◆ **Work instructions**: Write a continuation of the Louis B. Mayer and MGM studio excerpt, picking up after its final sentence about the three entrances.

◆ **Source extract**:
Excerpt from: Lion of Hollywood by Scott Eyman

PROLOGUE
In the summer of 1944, when he looked out his window on the third floor of the Thalberg Building, Louis B. Mayer saw a studio -- his studio -- that covered 167 acres. Lot 1 encompassed seventy-two acres, housed all the thirty soundstages, office buildings, and dressing rooms, the seven warehouses crammed with furniture, props, and draperies. Lot 2 consisted of thirty-seven acres of permanent exterior sets, including the town of Carvel, home of the Hardy family, and the great Victorian street from Meet Me in St. Louis. Here was the house where David Copperfield lived, there the street where Marie Antoinette rolled to the guillotine.
Lots 3, 4, and 5 were used for outdoor settings -- the jungle and rivers that provided the backdrop for Tarzan, much of Trader Horn, the zoo that provided the animals, including the lion that heralded each and every Metro-Goldwyn-Mayer film. Connecting everything was thirteen miles of paved road.
In periods of peak production, which was most of the time, the studio had six thousand employees and three entrances to accommodate them -- the gate between Corinthian columns on Washington Boulevard; another one farther down Ince Way; and a crew gate on Culver Boulevard, where the workers punched time clocks.

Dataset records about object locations
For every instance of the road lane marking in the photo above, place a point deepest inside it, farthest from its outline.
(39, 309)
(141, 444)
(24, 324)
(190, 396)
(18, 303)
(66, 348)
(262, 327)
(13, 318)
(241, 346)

◆ **Task result**:
MGM owned forty cameras and sixty sound machines. Thirty-three actors were officially designated stars, seventy-two actors were considered featured players, and twenty-six directors were under contract. "Anywhere from sixteen to eighteen pictures were being shot at one time," remembered actress Ann Rutherford. "They were either shooting or preparing to shoot on every soundstage....You could stick your nose into any rehearsal hall or soundstage, and it was just teeming with life."
The studio had its own dentist, its own chiropractor, its own foundry. It made its own paint, its own rubber molds. There were shops where old cars could be fabricated and assembled; electric, glass, and plastic shops. If a prop could not be found in the vast warehouse, it could be made overnight, or purchased; the studio spent $1 million a year buying props.
About 2,700 people ate in the commissary every day, while the research department answered about five hundred questions daily. The studio's laboratory printed 150 million feet of release prints every year. Power was supplied by an in-house electrical plant, which was of sufficient size to light a town of 25,000.
MGM maintained a police force of fifty officers, with four captains, two plainclothesmen, an inspector, and a chief -- a force larger than that of Culver City itself. Each member of the MGM police was trained to recognize all contract players and to salute each star.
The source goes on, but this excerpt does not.